**** Passage to read ****

Stefan Nemanja (1113 – 1199) was the Great District Prefect and the founder of the glorious Nemanjic dynasty which ruled Serbia for over two hundred years. During this period Serbia was transformed from a small disintegrated principality into an empire and the most powerful country on the Balkans.
Stefan Nemanja, the Great District Prefect of Rascia, situated in the centre of the western Balkans, ruled from 1166 to 1196 and during his rule he managed to control the neighbouring countries, including Zeta, and finally united them into a unique independent medieval Serbia. He managed to expel heresy and introduced Orthodox Christianity.
He established very good relationships with Byzantium, with tsar Manojlo I Komnin and his inheritors.
In 1186 Stefan Nemanja signed the first trade contract with the town of Dubrovnik (Ragusa). He made his oldest son Vukan Nemanjic the ruler of the provinces Zeta and Duklja, which included the towns of Bar (Antivari) and Kotor (Cattaro). Both territories are parts of Serbia and Montenegro today.

****

Questions to answer —
#1 According to the text on Stefan Nemanja, how did he come to form a unique independent medieval Serbia?
#2 Go on with the text about Stefan Nemanja from its last sentence.

**** Material provided ****

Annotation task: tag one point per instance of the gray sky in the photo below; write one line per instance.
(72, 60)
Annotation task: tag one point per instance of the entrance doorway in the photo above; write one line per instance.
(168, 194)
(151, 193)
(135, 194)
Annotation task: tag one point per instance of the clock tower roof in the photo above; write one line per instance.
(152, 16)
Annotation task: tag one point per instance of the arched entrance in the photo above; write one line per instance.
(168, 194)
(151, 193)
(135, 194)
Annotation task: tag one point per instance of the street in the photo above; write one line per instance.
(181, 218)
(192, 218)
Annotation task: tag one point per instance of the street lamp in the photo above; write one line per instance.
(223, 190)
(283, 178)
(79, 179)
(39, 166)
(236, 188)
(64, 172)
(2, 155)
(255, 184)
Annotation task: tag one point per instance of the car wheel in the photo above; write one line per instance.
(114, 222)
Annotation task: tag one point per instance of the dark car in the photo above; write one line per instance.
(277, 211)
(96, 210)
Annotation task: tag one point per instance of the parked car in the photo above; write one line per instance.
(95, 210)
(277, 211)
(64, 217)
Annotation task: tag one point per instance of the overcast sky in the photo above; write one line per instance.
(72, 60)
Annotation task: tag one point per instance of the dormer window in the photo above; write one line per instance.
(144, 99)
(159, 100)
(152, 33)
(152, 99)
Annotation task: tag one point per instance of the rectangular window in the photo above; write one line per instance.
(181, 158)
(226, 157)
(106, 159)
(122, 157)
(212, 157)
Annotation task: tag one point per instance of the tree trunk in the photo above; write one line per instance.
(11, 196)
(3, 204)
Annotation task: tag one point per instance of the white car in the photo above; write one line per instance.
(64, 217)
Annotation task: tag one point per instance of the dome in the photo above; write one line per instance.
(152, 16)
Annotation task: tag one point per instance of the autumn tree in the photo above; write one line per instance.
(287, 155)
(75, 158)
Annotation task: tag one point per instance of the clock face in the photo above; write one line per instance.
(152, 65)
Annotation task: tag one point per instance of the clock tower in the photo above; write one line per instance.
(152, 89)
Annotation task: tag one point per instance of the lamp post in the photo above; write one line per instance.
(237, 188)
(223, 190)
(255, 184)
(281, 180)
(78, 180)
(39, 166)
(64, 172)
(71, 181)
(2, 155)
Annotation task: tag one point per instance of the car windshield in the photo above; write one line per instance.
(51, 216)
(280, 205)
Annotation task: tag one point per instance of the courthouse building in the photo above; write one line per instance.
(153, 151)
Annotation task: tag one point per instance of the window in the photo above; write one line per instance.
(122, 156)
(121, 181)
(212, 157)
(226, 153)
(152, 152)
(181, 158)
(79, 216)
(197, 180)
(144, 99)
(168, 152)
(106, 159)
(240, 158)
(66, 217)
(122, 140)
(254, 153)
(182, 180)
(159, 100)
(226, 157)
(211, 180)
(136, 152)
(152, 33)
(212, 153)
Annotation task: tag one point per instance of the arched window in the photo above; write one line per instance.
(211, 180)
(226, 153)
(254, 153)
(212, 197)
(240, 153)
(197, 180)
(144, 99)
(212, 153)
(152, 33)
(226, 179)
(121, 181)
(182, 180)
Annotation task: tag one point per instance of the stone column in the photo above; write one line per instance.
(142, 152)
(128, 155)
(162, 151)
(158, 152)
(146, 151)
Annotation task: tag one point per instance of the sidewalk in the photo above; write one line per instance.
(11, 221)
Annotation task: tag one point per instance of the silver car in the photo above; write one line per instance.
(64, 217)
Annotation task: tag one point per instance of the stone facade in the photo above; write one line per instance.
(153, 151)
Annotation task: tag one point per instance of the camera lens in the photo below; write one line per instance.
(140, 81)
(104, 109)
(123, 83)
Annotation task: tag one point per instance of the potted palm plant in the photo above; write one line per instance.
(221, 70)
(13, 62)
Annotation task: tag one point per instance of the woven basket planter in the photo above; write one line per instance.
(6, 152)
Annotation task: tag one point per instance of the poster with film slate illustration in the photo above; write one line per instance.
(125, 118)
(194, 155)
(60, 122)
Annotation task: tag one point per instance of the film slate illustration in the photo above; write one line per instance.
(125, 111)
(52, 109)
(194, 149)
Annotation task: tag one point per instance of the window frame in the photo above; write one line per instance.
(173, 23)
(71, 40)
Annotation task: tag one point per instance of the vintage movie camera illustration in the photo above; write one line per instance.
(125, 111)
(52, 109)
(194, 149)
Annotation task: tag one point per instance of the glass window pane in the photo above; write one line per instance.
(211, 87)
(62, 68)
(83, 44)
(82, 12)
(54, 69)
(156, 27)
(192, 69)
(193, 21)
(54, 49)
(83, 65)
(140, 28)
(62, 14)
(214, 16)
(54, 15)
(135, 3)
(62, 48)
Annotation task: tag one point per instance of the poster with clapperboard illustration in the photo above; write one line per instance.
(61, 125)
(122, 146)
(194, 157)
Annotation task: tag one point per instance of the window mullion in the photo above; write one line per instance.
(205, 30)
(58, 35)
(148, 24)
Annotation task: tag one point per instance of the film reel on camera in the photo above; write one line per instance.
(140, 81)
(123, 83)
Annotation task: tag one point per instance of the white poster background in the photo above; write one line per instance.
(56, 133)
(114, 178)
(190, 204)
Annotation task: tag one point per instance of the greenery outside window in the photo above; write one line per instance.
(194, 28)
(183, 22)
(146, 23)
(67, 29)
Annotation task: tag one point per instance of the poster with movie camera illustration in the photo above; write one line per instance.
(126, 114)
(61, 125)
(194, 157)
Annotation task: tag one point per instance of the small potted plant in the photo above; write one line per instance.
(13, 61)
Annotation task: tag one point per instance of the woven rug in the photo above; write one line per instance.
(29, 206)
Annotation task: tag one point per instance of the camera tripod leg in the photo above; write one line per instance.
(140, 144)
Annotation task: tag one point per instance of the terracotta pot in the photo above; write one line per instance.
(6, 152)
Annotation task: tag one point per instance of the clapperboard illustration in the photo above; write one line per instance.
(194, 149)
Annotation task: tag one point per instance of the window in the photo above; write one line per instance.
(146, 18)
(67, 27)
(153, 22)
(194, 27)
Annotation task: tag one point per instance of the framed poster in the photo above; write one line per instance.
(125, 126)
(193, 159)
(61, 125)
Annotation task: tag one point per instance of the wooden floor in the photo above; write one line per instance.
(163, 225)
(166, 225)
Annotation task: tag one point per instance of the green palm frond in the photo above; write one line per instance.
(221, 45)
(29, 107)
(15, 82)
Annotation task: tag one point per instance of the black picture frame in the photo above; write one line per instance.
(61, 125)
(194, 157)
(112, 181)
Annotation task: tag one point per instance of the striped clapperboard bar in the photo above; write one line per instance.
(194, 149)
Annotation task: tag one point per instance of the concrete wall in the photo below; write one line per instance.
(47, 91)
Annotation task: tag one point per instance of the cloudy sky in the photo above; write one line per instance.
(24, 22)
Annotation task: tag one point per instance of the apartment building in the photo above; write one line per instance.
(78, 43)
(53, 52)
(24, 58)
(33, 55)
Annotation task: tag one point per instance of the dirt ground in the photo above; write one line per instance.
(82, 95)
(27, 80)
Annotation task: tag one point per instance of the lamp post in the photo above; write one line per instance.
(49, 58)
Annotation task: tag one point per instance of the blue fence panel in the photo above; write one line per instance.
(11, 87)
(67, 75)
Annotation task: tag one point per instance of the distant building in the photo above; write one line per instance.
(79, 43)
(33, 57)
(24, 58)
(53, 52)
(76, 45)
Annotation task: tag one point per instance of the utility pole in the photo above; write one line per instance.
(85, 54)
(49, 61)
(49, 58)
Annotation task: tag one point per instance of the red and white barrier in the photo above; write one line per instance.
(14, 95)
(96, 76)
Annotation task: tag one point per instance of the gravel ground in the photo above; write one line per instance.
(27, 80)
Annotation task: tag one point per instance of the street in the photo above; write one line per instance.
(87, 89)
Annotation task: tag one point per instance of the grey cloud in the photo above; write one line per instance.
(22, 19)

****

Answers in order —
#1 During his rule he gained control of the neighbouring countries, including Zeta. He then united them into a unique independent medieval Serbia.

#2
In 1196, at the State Congress in Ras, Stefan Nemanja resigned and his son Stefan First-Crowned was enthroned. Stefan Nemanja went to Studenica monastery and became a monk named Simeon. Then he joined his younger son Rastko (the monk Sava) in Atos peninsula where the two of them founded Hilandar monastery.
Having become the monk Simeon, Great District Prefect whose words were obeyed without question and who was respected by peoples and tsars, was an example of sobriety, goodness and faith to Atos monks.
Stefan Nemanja died on 13th February according to Julian, or 26th February according to Gregorian calendar, in 1199.
He called his son Sava, laid down his hands on him and blessed him, saying:
“My dearest child, the light of my eyes, my comfort and the keeper of my light, the time has come for us to depart! God lets me go in peace. But don’t you, my child, be sad because of our farewell. This glass awaits everyone to empty it; here we say farewell, but we will meet there where farewell does not exist.”
Sava took Simeon’s relics to Studenica monastery. The monk Simeon was canonised as Saint Simeon Chrismatic.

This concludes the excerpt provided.